WHAT YOU WILL DO: Rewrite every one of the entries below as a numbered list, leaving out any blank lines.

Collected data:
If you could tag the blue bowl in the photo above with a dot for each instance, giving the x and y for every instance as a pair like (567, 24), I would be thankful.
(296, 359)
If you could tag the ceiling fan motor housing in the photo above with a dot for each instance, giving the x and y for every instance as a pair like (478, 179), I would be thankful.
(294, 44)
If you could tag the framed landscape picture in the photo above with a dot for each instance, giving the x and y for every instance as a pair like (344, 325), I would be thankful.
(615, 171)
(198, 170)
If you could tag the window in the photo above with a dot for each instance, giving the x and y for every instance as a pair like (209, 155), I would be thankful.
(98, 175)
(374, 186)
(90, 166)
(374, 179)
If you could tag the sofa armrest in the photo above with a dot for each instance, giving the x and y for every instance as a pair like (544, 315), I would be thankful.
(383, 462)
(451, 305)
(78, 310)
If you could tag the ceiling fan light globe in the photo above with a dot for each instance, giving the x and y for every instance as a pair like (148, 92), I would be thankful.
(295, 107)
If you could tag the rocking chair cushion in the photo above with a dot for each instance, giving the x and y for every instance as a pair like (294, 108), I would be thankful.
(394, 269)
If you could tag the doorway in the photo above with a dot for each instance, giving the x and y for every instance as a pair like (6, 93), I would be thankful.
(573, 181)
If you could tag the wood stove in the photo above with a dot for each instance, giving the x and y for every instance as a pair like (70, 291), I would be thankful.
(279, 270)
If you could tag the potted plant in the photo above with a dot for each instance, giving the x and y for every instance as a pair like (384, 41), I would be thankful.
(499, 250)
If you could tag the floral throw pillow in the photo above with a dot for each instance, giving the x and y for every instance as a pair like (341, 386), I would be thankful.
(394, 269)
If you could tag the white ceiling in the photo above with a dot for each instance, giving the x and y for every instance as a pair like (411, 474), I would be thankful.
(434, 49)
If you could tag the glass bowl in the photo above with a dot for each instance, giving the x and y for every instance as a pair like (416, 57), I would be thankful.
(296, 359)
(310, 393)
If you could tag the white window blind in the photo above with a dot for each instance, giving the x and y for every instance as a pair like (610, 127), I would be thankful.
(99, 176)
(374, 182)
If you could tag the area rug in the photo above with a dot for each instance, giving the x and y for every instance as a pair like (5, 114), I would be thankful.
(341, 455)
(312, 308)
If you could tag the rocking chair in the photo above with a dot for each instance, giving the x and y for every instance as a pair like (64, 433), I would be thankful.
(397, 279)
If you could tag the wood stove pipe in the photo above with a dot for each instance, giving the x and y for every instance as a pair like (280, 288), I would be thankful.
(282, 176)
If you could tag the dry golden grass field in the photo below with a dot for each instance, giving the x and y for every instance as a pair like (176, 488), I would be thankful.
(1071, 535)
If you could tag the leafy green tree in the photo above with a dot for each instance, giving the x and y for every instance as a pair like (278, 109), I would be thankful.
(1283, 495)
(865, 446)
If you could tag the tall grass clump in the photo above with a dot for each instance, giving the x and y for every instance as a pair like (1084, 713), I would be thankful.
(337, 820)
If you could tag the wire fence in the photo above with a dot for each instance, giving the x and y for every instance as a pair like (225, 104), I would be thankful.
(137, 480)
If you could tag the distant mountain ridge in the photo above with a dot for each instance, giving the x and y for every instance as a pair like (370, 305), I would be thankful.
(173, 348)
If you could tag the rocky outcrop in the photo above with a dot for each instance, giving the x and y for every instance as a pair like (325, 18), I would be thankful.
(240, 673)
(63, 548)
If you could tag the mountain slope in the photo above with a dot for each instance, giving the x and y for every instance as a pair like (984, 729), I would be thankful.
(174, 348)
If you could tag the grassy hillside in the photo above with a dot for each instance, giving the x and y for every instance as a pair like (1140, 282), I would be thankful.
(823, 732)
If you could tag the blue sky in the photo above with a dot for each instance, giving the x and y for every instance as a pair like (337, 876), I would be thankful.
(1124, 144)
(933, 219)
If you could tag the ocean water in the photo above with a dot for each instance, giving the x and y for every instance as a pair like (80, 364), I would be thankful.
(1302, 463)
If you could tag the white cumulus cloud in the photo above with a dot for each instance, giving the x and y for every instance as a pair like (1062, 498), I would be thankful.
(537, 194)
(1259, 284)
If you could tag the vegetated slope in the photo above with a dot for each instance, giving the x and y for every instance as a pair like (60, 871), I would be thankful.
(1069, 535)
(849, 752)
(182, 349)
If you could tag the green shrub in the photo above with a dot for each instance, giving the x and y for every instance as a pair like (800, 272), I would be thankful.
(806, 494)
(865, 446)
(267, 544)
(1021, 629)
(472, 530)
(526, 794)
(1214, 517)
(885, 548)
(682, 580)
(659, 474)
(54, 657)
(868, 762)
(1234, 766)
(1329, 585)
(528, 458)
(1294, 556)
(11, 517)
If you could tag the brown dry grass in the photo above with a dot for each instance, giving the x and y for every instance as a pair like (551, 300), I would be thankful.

REPLY TO THE TASK:
1. If you could tag the blue bowl in the photo above with a dot for each instance, giving the x and y for every instance as a pair like (567, 24), I would be thankful.
2. (296, 359)
3. If you could tag the ceiling fan motor housing in the photo above with a dot for each instance, giving the x and y for every instance as a pair like (478, 179), I would be thankful.
4. (294, 44)
5. If you could tag the framed landscape picture in the photo above with a dot for each instance, giving the x and y for every instance as a pair like (344, 325), I would be thankful.
6. (615, 171)
7. (198, 170)
8. If you could tag the window in the photo above with a dot for each instance, giving the x and y for every instance as a pair like (209, 155), I would be thankful.
9. (98, 175)
10. (374, 186)
11. (90, 166)
12. (374, 179)
13. If you could tag the sofa armrest in the photo above with a dot for each instance, giving the x and y for every instance as a pair like (544, 315), I would be thankful.
14. (383, 462)
15. (451, 305)
16. (78, 310)
17. If you could tag the ceiling fan light globe in the photo above with a dot for each instance, giving the x and y for every instance as a pair like (148, 92), I would be thankful.
18. (295, 107)
19. If you could tag the rocking chair cushion in the photo above with a dot for each instance, giving the x and y for every instance as a pair like (294, 108), I would be thankful.
20. (394, 269)
21. If you could tag the doorway in the photo above with a dot for each instance, giving the x and y for every instance as a pair like (6, 93), I would be thankful.
22. (573, 181)
23. If you could tag the wood stove in the photo above with a dot for each instance, giving the x and y for every instance as a pair like (70, 291), I would be thankful.
24. (279, 270)
25. If you could tag the potted plant in the photo above with a dot for each instance, giving the x and y for every instance as a pair like (384, 41), I would be thankful.
26. (499, 250)
27. If you could tag the floral throw pillow in the photo above with a dot for each instance, giving the x and y for every instance as a pair like (341, 386), I would be thankful.
28. (394, 269)
29. If you could tag the white ceiling in the photo above with a dot for each instance, giving the x and y for every instance as a pair like (411, 474), I would be thankful.
30. (434, 49)
31. If you could tag the glass bowl in the photo above with a dot for each instance, giving the x and y for every instance as a pair like (416, 57), I would be thankful.
32. (296, 359)
33. (310, 393)
34. If you could tag the white window blind in the photo above with a dot for each instance, giving the x and y for every instance as a pair like (610, 127), I would be thankful.
35. (99, 176)
36. (374, 182)
37. If you could tag the area rug in the photo above with a dot for each instance, giving the x and y for every instance as a pair like (5, 114), I would be thankful.
38. (341, 455)
39. (312, 308)
40. If you could tag the rocking chair in the photo above with a dot for each instance, giving the x and y for every instance as a pair like (64, 433), I would be thankful.
41. (397, 279)
42. If you could tag the wood stove pipe in the photo above with a dot for each instance, giving the x and y for every instance as a pair like (280, 288), I would be thankful.
43. (282, 176)
44. If you could tag the dry golden grass field in the photo below with a dot for each instance, giving the x and y for every instance as a pair like (176, 488), I would be thankful.
45. (1071, 535)
46. If you could tag the leafy green tree in the photo above with a dot for each instance, giving the x and y for every instance as a pair like (278, 109), I would be thankful.
47. (1283, 495)
48. (865, 446)
49. If you could tag the tall grass clump in the photo above with a dot for each instance, giving the x and y for every instance as a pair like (1084, 713), I would be thankful.
50. (337, 820)
51. If you could tag the wire fence in the photo above with a dot for each instance, giving the x and y for every instance as a pair like (225, 104), I would be thankful.
52. (137, 480)
53. If you could tag the distant mountain ridge in the photo above with a dot for each instance, giving the x and y for every instance as a pair like (370, 305), I would be thankful.
54. (173, 348)
55. If you could tag the rocky outcrop in the photo above with a dot for each instance, giving the x and y for every instance as a pair like (325, 18), I would be thankful.
56. (240, 673)
57. (63, 548)
58. If you could tag the mountain slope in the photo above with a dot for each instance, giving the x and y for every instance as a pair like (984, 729), I would be thankful.
59. (174, 348)
60. If you could tag the grassy hillside in the photo above with a dot for each instance, giving the x and y for every instance as a pair like (1140, 282), I would be thankful.
61. (823, 732)
62. If you could tag the blue sky in the photo above with a dot for each instance, giving the x and y for every instance as a pair like (337, 876), I would be thankful.
63. (1124, 144)
64. (933, 219)
65. If you could tag the ocean water in the photo above with a dot for each instance, giving the x and y for every instance as a pair like (80, 364), I would be thankful.
66. (1302, 463)
67. If you could tag the white cumulus cloud in the photo above with a dot for each instance, giving the x and y for every instance as a pair like (1062, 498), I would be thankful.
68. (537, 194)
69. (1259, 284)
70. If you could tag the vegetated slope in the photo above with a dot for each instance, giving the x and y for every instance as a pair like (60, 871), I would be thankful.
71. (1069, 535)
72. (849, 752)
73. (182, 349)
74. If you could tag the green shrub in the photo above with a dot for each instance, giving the x and y for every instance as a pair like (800, 272), I would be thankful.
75. (806, 494)
76. (865, 446)
77. (267, 544)
78. (1021, 629)
79. (472, 530)
80. (526, 794)
81. (1214, 517)
82. (885, 548)
83. (682, 580)
84. (659, 474)
85. (54, 657)
86. (868, 762)
87. (1234, 766)
88. (1329, 585)
89. (528, 458)
90. (1294, 556)
91. (11, 517)
92. If you could tag the brown dry grass in the photo above with a dot for each instance, giving the x and y for every instance as a pair like (551, 300), I would be thankful.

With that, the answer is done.